> YOUR TASK: For this task, copy the data that follows exactly, keeping every character.

> Natural language region descriptions:
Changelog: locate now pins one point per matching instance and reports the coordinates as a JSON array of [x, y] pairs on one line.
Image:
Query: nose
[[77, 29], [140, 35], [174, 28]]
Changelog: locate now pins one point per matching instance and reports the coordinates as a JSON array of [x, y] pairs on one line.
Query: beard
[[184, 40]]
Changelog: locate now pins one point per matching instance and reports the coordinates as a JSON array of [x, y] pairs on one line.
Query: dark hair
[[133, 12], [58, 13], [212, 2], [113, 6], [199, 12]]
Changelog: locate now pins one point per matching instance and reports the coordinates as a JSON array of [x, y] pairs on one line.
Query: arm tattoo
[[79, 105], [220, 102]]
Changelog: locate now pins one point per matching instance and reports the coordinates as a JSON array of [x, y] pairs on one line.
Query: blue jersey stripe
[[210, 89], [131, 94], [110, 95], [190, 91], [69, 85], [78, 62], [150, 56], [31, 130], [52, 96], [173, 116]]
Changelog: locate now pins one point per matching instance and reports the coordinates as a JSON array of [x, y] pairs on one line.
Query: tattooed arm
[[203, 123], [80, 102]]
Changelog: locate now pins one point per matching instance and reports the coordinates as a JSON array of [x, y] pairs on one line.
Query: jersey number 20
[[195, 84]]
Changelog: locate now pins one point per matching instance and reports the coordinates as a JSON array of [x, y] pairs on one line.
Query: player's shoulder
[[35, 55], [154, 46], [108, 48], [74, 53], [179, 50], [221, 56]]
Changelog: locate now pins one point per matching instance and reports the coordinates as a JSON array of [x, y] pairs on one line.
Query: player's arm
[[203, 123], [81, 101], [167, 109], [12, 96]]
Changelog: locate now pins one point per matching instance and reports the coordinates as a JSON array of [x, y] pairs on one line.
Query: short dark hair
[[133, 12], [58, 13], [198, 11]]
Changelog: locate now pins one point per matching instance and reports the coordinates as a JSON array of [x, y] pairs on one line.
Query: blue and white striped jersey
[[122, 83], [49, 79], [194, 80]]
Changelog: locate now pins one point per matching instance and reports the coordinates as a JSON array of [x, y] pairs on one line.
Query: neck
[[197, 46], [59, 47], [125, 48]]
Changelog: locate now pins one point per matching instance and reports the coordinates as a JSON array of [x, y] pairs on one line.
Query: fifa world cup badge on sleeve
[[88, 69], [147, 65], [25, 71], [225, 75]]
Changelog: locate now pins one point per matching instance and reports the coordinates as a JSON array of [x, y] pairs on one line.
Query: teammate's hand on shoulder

> PROBLEM SOLUTION:
Changelog: locate now pins one point per matching instance and reports the coordinates as a JSON array of [x, y] pairs on one line.
Image:
Query: nose
[[77, 29], [140, 35], [174, 28]]
Changelog: locate now pins one point per matching instance and reports the coordinates as a JSON array of [x, y] pairs on one line.
Query: beard
[[184, 40]]
Changelog: locate now pins one point per matching instance and reports the coordinates as a JSON array of [x, y] pairs on one line.
Query: dark hair
[[133, 12], [58, 13], [212, 2], [113, 6], [199, 12]]
Changelog: locate now pins one point per matching instance and reports the coordinates as a JSON array of [x, y] pairs on one line.
Query: arm tattoo
[[79, 105], [220, 102]]
Changelog: locate now pins one point per matching instance and reports the coordinates as a JSON array of [x, y] pairs on one line.
Query: blue jersey stripe
[[210, 89], [131, 94], [110, 95], [190, 91], [69, 85], [78, 62], [150, 56], [31, 130], [52, 96], [173, 116]]
Changelog: locate now pins one point per matching instance and reports the coordinates as a JSON array of [x, y] pairs on one line.
Query: tattooed arm
[[203, 123], [80, 102]]
Changelog: locate now pins one point per matching instance and reports the coordinates as a JSON array of [x, y] pairs on one line.
Query: jersey number 20
[[195, 84]]
Changelog: locate now pins one point per matching instance and reports the coordinates as a JSON array of [x, y] pairs on one line.
Query: player's shoulder
[[35, 55], [154, 46], [108, 48], [74, 53], [179, 50], [221, 56]]
Changelog: locate now pins one point per matching instance and reports the coordinates as a JSON array of [x, y] pairs on one line.
Query: player's arm
[[203, 123], [81, 101], [167, 109], [12, 96]]
Changelog: locate now pins one point per matching instance and reports the coordinates as a JSON array of [x, y] pairs on one line.
Query: short dark hair
[[133, 12], [58, 13], [198, 11]]
Changelog: locate now pins one point per matching instance and reports the coordinates as a JSON array of [x, y] pairs on one line.
Query: blue and white striped jersey
[[122, 83], [49, 79], [194, 80]]
Changelog: locate now pins one point per matching instance and reports the coordinates as a JSON array of [x, y] pairs on one line.
Query: neck
[[197, 46], [59, 47], [125, 48]]
Changelog: locate now pins one point per matching instance and reports the coordinates as a JSON array of [x, y] pairs on one line.
Query: fifa world cup badge on sleeve
[[88, 69], [147, 65], [25, 71], [225, 75]]
Changelog: locate now pins one point per matching instance and reports the coordinates as a JSON array of [x, y] pairs on one line.
Query: teammate's hand on shoulder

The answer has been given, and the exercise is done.